**CONSIGNE DONNÉE 1**
Résumez en deux phrases l'extrait du document sur les Kerguélen.

En ce qui concerne les Kerguélen, il s’agit d’une mission
d’études de quelques mois sous la direction d’un officier de la Marine
nationale. Elle comptera une dizaine de personnes, dont un administrateur des
colonies, un ingénieur de T. P. des colonies ; un médecin colonial,
un océanographe du Muséum, des représentants des services météorologiques, de
l’aviation et des militaires. Le but principal est d’examiner les conditions
d’installation d’un établissement administratif permanent en 1950-1951 et la
recherche d’un emplacement favorable à la construction d’une piste
d’atterrissage et d’envol pour l’aviation.
Nous estimons que ces projets seraient considérablement
renforcés en les complétant par l’établissement progressif d’un certain nombre
de familles de colons qui recevraient une baraque de deux pièces avec cuisine,
un terrain convenant à la culture et à l’élevage. Ils assureraient en partie la
vie matérielle de la colonie. Il faudrait s’inspirer, en modernisant la
méthode, de ce qui a été fait par nos premiers colons du Canada. On arriverait
ainsi à établir un petit centre de quelques centaines de familles.
Vingt millions sont prévus pour cette étude.
Victor TILLINAC.
Réf. : Atlas des Colonies françaises de G. Grandidier.

**ENTRÉES FOURNIES**
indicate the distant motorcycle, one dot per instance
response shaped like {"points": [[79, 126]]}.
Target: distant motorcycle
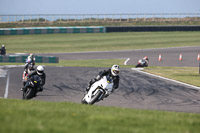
{"points": [[143, 62], [26, 72], [98, 91], [31, 90]]}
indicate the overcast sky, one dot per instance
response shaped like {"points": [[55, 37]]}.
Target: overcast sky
{"points": [[98, 6]]}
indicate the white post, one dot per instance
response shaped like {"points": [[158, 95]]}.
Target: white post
{"points": [[22, 19], [30, 19]]}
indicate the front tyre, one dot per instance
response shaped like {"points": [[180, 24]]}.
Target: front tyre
{"points": [[28, 93]]}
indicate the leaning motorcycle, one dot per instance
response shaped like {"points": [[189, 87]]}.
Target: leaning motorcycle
{"points": [[98, 91], [142, 63], [33, 85]]}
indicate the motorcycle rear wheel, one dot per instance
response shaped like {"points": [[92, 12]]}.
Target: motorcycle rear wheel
{"points": [[95, 97]]}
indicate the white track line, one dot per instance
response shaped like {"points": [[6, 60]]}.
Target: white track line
{"points": [[7, 85], [126, 61], [185, 84]]}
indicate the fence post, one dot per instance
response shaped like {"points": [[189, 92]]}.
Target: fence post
{"points": [[199, 67]]}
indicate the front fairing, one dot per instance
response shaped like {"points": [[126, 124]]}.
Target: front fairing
{"points": [[103, 84]]}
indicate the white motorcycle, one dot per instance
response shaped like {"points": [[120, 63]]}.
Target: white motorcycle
{"points": [[98, 91]]}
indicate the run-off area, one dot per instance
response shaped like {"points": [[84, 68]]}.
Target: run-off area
{"points": [[136, 90]]}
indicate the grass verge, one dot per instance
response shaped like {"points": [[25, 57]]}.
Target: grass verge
{"points": [[37, 116], [188, 75], [54, 43]]}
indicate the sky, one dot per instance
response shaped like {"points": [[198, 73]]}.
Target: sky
{"points": [[98, 6]]}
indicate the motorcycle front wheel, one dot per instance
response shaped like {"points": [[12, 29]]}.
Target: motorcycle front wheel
{"points": [[28, 93]]}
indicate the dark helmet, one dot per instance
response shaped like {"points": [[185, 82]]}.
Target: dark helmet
{"points": [[115, 70]]}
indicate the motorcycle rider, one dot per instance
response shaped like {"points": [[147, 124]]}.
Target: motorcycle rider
{"points": [[29, 66], [112, 73], [3, 50], [40, 72], [144, 62], [30, 59]]}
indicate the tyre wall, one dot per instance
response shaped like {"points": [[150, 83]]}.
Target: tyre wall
{"points": [[22, 58]]}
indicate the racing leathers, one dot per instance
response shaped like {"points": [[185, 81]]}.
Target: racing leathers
{"points": [[105, 73], [43, 78]]}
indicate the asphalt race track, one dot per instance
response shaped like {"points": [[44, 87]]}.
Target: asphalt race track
{"points": [[136, 90], [170, 56]]}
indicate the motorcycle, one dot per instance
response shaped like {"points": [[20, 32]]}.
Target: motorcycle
{"points": [[98, 91], [33, 85], [142, 63], [30, 68]]}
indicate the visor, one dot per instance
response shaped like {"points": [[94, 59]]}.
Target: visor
{"points": [[116, 72]]}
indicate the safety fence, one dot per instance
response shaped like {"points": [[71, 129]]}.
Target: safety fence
{"points": [[22, 58], [68, 18], [97, 29], [51, 30]]}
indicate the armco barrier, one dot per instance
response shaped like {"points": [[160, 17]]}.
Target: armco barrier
{"points": [[22, 58], [51, 30], [152, 28]]}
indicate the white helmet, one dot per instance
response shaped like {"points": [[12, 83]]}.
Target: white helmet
{"points": [[40, 70], [115, 70]]}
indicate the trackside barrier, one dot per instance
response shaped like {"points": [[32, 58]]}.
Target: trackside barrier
{"points": [[22, 58], [51, 30]]}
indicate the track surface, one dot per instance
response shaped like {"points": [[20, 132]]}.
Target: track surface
{"points": [[170, 56], [136, 90]]}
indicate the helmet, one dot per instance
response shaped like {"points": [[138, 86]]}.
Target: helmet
{"points": [[40, 70], [115, 70], [31, 56], [146, 58]]}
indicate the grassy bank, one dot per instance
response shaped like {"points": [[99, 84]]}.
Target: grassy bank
{"points": [[97, 42], [188, 75], [36, 116], [139, 23]]}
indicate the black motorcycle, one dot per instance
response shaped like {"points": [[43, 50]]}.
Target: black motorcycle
{"points": [[32, 87]]}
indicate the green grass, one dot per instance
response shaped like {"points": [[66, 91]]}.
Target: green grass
{"points": [[123, 23], [53, 43], [188, 75], [178, 73], [17, 116]]}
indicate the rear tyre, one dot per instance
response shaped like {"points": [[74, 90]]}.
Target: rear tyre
{"points": [[95, 97]]}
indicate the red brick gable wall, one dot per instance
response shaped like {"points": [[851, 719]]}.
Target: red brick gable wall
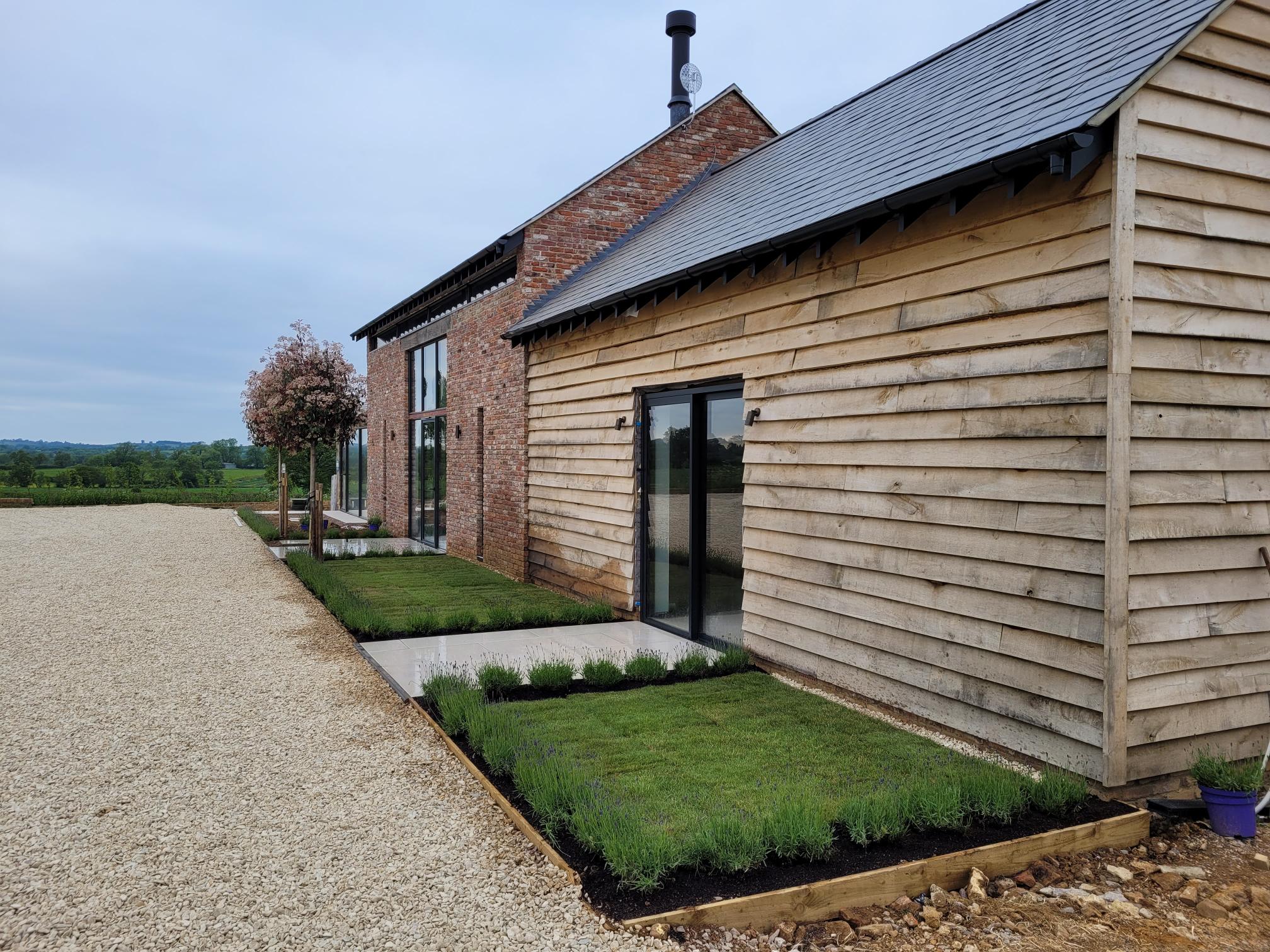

**CONSIGNE DONNÉE 2**
Dans la liste, renommez « gable wall » en « side wall » en partant de la ligne qui contient « indicate the red » et en allant jusqu'à la fin de la liste. Redonnez ces lignes sans autre changement et laissez les images de côté.

**RÉPONSE CORRECTE 1**
Une mission d'études de quelques mois, dirigée par un officier de la Marine nationale et composée d'une dizaine de personnes, doit examiner les conditions d'installation d'un établissement administratif permanent en 1950-1951 et chercher un emplacement pour une piste d'atterrissage et d'envol. L'extrait propose de renforcer ces projets par l'établissement progressif de familles de colons, dotées d'une baraque et d'un terrain, afin de former un petit centre de quelques centaines de familles.

**RÉPONSE CORRECTE 2**
indicate the red brick side wall, one dot per instance
response shaped like {"points": [[851, 719]]}.
Target: red brick side wall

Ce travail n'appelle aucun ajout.